Retype the tail of the data exactly, starting at the line containing "Annotate the slender" and stopping at the last line.

'''

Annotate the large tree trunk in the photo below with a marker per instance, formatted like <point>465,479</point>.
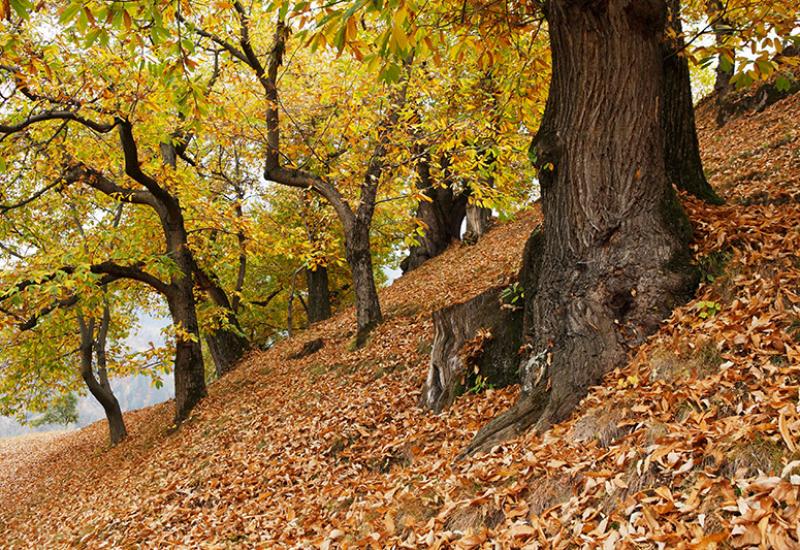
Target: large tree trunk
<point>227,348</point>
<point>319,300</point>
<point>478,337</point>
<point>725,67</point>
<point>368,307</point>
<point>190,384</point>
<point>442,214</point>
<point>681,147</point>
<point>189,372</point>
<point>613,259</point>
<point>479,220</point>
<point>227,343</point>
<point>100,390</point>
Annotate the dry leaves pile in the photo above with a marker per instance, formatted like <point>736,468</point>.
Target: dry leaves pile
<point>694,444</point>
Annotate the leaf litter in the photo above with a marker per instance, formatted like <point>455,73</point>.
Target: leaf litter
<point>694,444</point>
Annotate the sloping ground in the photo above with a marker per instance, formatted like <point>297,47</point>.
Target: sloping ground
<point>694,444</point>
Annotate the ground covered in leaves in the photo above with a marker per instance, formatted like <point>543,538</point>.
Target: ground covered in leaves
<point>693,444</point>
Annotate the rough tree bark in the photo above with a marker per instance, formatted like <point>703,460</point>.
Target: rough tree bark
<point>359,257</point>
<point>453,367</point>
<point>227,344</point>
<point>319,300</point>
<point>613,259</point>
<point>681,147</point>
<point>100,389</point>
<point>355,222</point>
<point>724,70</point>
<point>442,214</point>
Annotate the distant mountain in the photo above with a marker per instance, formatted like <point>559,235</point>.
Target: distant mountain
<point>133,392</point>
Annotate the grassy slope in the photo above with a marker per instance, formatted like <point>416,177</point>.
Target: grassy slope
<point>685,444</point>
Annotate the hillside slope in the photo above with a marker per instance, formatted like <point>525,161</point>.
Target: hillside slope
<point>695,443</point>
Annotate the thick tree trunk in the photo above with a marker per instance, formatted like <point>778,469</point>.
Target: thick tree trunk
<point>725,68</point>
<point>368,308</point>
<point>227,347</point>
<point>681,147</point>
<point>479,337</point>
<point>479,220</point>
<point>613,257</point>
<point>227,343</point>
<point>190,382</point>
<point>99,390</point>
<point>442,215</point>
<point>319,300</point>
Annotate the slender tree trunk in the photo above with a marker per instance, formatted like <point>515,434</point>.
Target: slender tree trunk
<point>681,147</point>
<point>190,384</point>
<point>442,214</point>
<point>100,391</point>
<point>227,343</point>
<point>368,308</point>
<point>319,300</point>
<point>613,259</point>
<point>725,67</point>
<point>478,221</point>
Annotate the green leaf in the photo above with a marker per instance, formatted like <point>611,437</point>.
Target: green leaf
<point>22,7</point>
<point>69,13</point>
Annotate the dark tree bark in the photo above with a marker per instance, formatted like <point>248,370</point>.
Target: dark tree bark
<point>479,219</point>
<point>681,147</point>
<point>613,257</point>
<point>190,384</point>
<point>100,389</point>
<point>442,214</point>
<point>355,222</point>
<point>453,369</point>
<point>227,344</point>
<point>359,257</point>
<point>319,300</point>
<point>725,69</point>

'''

*Solution to this problem*.
Annotate the slender tree trunk in the photo above with a marker per instance, formatted like <point>515,434</point>.
Target: slender tree trunk
<point>681,147</point>
<point>190,384</point>
<point>442,214</point>
<point>100,391</point>
<point>227,343</point>
<point>368,308</point>
<point>319,300</point>
<point>613,259</point>
<point>725,67</point>
<point>478,221</point>
Annotate the green leaf in the photo above with a marker per instance, formatted like <point>611,437</point>.
Target: green leaf
<point>22,7</point>
<point>69,13</point>
Annotate the dark tree bark in the photo above with a marker per instance, formatted like <point>248,370</point>.
Target: dark tree bark
<point>479,219</point>
<point>681,147</point>
<point>613,257</point>
<point>190,384</point>
<point>100,389</point>
<point>442,214</point>
<point>355,222</point>
<point>453,369</point>
<point>227,344</point>
<point>359,257</point>
<point>319,300</point>
<point>725,69</point>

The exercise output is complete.